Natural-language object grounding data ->
--*--

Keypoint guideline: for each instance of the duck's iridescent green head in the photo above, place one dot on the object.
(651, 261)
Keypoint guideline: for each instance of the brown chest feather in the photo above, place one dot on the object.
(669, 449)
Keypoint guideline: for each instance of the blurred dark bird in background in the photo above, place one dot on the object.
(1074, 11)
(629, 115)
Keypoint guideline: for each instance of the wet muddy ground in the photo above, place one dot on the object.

--*--

WHAT IS NEEDED ->
Each entry above is to be duplicated exactly, with nothing left out.

ANSWER TO THIS EXERCISE ->
Keypoint guideline: for each instance of the duck's iridescent green head in the photo above, place one dot on the object.
(651, 261)
Keypoint guideline: for each instance of the brown chest feather in the photo above, place one dot on the object.
(669, 449)
Keypoint guideline: for each instance of the blurred dark bird in background in the photo above, place one dot on the object.
(1074, 11)
(629, 115)
Keypoint guideline: for each instance of the wet muddy ground in the photo above, place one dot on the object.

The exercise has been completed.